> **STATED TASK**:
From the line with "Formation-chart tagging: label the chandelier glass" up to and including the last of the lines, swap "kitchen cabinet" for "wall cabinet" and give back only those lines, with everything else left as it is.

Location annotation dataset excerpts:

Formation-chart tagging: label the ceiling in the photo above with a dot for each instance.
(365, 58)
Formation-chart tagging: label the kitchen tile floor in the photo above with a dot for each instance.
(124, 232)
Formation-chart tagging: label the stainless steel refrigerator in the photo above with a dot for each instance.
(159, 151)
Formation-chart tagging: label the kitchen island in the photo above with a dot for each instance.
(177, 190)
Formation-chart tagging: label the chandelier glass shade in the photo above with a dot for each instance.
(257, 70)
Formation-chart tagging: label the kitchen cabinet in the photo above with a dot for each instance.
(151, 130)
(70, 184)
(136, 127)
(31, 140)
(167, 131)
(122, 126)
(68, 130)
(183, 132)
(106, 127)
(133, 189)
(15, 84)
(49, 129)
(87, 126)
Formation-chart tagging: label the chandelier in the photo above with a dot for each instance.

> **ANSWER TO THIS EXERCISE**:
Formation-chart tagging: label the chandelier glass shade in the photo above with a dot for each instance.
(257, 70)
Formation-chart tagging: label the wall cabinet in the photo above with a dot for each instance.
(151, 130)
(70, 184)
(136, 127)
(31, 140)
(167, 131)
(122, 126)
(68, 130)
(183, 132)
(106, 127)
(133, 189)
(15, 84)
(49, 129)
(87, 126)
Formation-chart tagging: label the chandelier in the photo above with a dot for each instance.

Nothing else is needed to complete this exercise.